Data listing:

= = = = = = =

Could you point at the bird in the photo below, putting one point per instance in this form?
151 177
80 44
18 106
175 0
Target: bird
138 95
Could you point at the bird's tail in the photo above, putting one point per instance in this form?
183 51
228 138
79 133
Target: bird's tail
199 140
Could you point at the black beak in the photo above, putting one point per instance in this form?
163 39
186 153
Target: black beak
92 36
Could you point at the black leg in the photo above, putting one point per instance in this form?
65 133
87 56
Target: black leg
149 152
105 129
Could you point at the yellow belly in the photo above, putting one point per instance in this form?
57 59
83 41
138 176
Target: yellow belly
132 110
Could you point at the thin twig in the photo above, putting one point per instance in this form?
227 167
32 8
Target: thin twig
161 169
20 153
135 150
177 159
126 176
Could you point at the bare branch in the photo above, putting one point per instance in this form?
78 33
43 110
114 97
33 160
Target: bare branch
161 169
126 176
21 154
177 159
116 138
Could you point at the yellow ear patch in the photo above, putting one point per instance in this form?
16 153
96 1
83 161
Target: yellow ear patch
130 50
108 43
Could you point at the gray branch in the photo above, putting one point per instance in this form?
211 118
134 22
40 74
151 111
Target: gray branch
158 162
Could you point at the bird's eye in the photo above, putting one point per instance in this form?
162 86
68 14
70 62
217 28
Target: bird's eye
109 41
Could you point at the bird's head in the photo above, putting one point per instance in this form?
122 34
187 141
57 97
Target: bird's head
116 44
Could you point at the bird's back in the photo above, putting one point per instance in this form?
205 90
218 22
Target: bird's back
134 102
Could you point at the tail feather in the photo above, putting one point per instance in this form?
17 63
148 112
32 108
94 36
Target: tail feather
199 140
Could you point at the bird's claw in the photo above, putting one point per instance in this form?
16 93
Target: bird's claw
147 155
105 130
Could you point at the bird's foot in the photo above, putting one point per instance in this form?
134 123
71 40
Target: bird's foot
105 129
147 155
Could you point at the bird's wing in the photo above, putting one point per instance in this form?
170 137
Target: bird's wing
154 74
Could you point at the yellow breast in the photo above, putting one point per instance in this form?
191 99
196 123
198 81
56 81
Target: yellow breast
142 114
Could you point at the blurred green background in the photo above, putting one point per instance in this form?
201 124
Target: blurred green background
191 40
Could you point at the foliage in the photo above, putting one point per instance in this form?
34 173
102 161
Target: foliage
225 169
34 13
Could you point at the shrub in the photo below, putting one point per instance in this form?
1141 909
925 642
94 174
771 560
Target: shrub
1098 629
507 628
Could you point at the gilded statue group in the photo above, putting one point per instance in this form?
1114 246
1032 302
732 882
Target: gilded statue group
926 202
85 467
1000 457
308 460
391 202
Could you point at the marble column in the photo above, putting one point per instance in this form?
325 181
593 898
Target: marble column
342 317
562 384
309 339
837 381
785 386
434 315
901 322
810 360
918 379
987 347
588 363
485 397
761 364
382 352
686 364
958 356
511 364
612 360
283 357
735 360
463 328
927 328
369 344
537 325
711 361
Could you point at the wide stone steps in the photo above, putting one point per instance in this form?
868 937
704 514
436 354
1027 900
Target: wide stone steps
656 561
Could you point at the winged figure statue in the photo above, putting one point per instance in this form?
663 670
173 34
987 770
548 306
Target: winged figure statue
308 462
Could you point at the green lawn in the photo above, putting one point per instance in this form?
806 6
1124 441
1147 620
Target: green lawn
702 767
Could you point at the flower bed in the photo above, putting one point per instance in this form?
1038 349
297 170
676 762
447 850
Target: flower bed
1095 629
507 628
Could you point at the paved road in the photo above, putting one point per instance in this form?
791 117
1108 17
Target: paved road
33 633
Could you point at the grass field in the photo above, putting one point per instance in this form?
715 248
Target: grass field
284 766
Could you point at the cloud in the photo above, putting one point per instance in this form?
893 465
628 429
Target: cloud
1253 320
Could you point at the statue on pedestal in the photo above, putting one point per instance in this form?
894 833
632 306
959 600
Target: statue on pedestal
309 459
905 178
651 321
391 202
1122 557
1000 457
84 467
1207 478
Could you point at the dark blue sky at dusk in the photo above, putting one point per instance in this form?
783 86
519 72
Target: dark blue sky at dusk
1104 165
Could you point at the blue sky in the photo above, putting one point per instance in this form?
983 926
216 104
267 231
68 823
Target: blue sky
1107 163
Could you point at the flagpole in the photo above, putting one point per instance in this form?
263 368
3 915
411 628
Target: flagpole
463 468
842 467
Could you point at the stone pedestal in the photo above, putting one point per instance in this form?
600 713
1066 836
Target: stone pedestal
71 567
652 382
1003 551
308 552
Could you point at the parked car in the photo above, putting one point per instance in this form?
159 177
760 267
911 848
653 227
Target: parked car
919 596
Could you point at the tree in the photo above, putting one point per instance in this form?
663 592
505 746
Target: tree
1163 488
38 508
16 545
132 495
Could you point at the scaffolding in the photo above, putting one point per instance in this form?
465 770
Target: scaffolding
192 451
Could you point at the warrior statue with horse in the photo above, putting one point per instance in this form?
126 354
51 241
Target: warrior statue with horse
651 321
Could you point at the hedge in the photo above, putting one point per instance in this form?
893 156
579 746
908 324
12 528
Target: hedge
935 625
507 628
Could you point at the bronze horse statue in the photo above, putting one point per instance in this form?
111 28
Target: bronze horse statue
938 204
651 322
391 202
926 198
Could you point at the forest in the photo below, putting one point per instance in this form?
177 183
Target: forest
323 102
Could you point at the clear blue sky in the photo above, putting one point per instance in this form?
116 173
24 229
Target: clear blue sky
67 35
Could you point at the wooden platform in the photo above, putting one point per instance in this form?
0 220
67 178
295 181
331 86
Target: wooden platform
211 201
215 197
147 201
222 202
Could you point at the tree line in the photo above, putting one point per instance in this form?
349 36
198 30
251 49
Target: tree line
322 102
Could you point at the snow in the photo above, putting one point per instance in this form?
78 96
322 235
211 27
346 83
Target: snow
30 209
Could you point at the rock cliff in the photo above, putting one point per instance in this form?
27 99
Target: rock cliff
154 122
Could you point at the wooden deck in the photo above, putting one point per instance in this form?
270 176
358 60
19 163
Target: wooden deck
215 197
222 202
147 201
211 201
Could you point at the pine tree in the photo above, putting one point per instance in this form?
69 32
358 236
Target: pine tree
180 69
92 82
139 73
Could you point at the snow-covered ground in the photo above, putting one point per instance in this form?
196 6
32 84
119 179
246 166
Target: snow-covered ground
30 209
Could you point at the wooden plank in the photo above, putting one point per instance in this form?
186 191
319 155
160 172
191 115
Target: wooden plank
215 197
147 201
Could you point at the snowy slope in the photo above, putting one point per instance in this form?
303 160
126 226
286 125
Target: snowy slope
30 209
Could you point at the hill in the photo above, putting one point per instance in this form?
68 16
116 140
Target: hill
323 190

= = = = = = =

Return the full material unchanged.

Could you point at the bird in the photo below, putting one point per instance in this form?
151 177
80 44
18 106
175 0
Target: bird
138 95
Could you point at the bird's tail in the photo above, putting one point per instance in this form?
183 51
228 138
79 133
Target: bird's tail
199 140
Could you point at the black beak in the photo above, putting one point per instance in this form?
163 39
186 153
Target: black beak
92 36
Could you point at the black leg in the photo above, putting one point per instance in this form?
65 133
87 56
Target: black leg
149 152
105 129
Could you point at the yellow belly in the photo above, putting one point per instance in this form?
57 59
83 41
138 176
Target: yellow belly
132 110
Could you point at the thin twig in the photo above, putting one point per instance in this form?
227 167
32 8
Target: thin twig
161 169
20 153
135 150
177 159
126 176
Could you point at the bare branch in the photo above, putting one point per instance in this form?
78 33
43 110
114 97
33 160
Target: bare branch
161 169
126 176
21 154
177 159
116 138
Could you point at the yellow ear patch in the photo above, putting one point per instance in this form?
16 153
96 1
83 161
Target: yellow ear patch
130 50
108 43
Could you point at the gray branch in the photo above, putting one point per instance in this form?
211 118
134 22
40 74
151 111
Target: gray branch
158 162
Could you point at the bird's eye in the photo above, putting one point per instance in this form?
162 86
68 14
70 62
217 28
Target: bird's eye
109 41
Could you point at the bird's head in the photo above, putting one point per instance in this form?
122 34
187 141
57 97
Target: bird's head
116 44
Could you point at the bird's back in the photo above, putting one point per instance in this form?
205 90
218 22
Target: bird's back
134 102
Could you point at the tail feather in the photo above, putting one point per instance in this form?
17 63
148 112
32 108
94 36
Target: tail feather
199 140
Could you point at the bird's claw in the photo above, putting one point per instance in this form?
16 93
Target: bird's claw
147 155
105 130
Could you point at the bird's foot in the photo above, putting one point per instance in this form?
134 123
71 40
Target: bird's foot
105 129
147 155
Could you point at the bird's wing in the photo above, putting one point per instance in this form?
170 137
Target: bird's wing
154 74
Could you point at the yellow breast in the photo above, putting one point per instance in this form?
191 99
196 123
198 81
56 81
Target: yellow breast
142 114
Could you point at the blurred green background in the photo above, putting one point per instance in this form?
201 124
Target: blurred green background
191 40
Could you point at the foliage in the photo above, putting one point per instance in this form?
34 173
102 161
Target: foliage
225 169
34 13
Could you point at the shrub in the photo below, putting one point per instance in this form?
1141 909
925 642
94 174
771 560
Target: shrub
1098 629
507 628
Could you point at the gilded statue group in the photo above, putting one point per instance in this form?
1114 246
1032 302
732 882
Target: gilded statue group
926 202
85 467
1000 457
308 460
391 202
Could you point at the marble column in the photo above, putting one point per instance in this form?
325 181
593 898
Target: marble column
342 317
562 384
309 339
837 381
785 386
434 315
901 322
810 360
918 379
987 347
588 363
485 397
761 364
382 352
686 364
958 356
511 364
612 360
283 357
735 360
463 328
927 328
369 344
537 325
711 361
Could you point at the wide stone steps in the photo above, putting one point per instance in this form?
868 937
704 514
436 354
1027 900
Target: wide stone steps
656 561
Could you point at the winged figure statue in the photo above, putting one point per instance in this form?
663 670
173 34
987 770
548 306
Target: winged figure statue
308 462
Could you point at the green lawn in the photo above, putting one point per instance in this form?
806 6
1124 441
1147 620
Target: green lawn
702 767
Could you point at the flower bed in the photo above, putting one point per instance in this form?
1038 349
297 170
676 762
447 850
Target: flower bed
1095 629
507 628
Could you point at the paved road in the photo above, putting one point per instance in this form?
791 117
1108 17
Target: paved road
33 633
Could you point at the grass field in the photo above, putting one point per instance in this form?
715 248
Target: grass field
284 766
Could you point at the cloud in the photo above, putting one point per instance in this form?
893 465
628 429
Target: cloud
1253 320
Could you point at the statue on pedestal in the photo above, putting one point per instance in this form?
894 833
632 306
959 600
Target: statue on pedestal
309 459
905 178
651 321
391 202
1122 557
1000 457
84 467
1207 478
Could you point at the dark blue sky at dusk in the photo above, putting one point per instance in this form?
783 86
519 72
Target: dark blue sky at dusk
1104 165
Could you point at the blue sky in the photo above, putting one point per instance in this form?
983 926
216 104
267 231
68 823
Target: blue sky
1107 163
Could you point at the flagpole in the photo above, putting one point per instance in this form?
263 368
3 915
411 628
Target: flagpole
463 468
842 467
Could you point at the stone pedestal in the photo above, putting one point per instance in this form?
600 713
1066 836
Target: stone pedestal
71 567
652 382
1003 551
308 552
Could you point at the parked car in the photo above, putting one point per instance in this form?
159 177
760 267
911 848
653 227
Target: parked car
919 596
Could you point at the tree in the photo above, putting one point per instance in this form?
663 592
505 746
Target: tree
1163 488
38 508
16 545
132 495
Could you point at the scaffolding in the photo above, putting one point per instance in this form?
465 770
Target: scaffolding
192 451
Could you point at the warrior statue with horse in the photo above, putting one point per instance in this form?
126 354
51 241
Target: warrior statue with horse
651 321
Could you point at the hedge in the photo above, putting one point per instance in this form?
893 156
579 746
908 324
12 528
Target: hedge
935 625
507 628
Could you point at the bronze horse statue in the photo above, putting one point per instance in this form?
111 28
Target: bronze horse statue
938 204
651 322
391 202
926 198
Could you point at the forest in the photo below, putting one point per instance in this form?
177 183
Target: forest
323 102
Could you point at the clear blue sky in the photo above, putting one point per instance in this form?
116 173
24 229
Target: clear blue sky
67 35
Could you point at the wooden platform in the photo above, putting one point per instance in this form?
0 220
67 178
295 181
331 86
Target: wooden platform
211 201
215 197
147 201
222 202
Could you point at the tree line in the photo above, putting one point per instance in this form?
349 36
198 30
251 49
Target: tree line
322 102
Could you point at the snow in the photo above, putting one point per instance in this form?
78 96
322 235
211 27
346 83
Target: snow
30 209
Could you point at the rock cliff in the photo above, putting one point per instance in this form?
27 99
Target: rock cliff
154 122
Could you point at the wooden deck in the photo above, putting one point per instance in this form?
270 176
358 60
19 163
Target: wooden deck
215 197
222 202
147 201
211 201
Could you point at the pine tree in the photo above, putting one point per instance in this form?
69 32
358 236
Target: pine tree
180 69
92 82
139 73
Could you point at the snow-covered ground in the photo above, putting one point per instance in this form?
196 6
32 84
119 179
246 166
Target: snow-covered ground
30 209
Could you point at the wooden plank in the photo above, putting one point per instance in this form?
186 191
319 155
160 172
191 115
Target: wooden plank
215 197
147 201
Could you point at the snowy slope in the photo above, putting one point per instance in this form?
303 160
126 226
286 125
Target: snowy slope
30 209
Could you point at the hill in the photo above, putting one point per instance in this form?
68 16
116 140
Target: hill
323 190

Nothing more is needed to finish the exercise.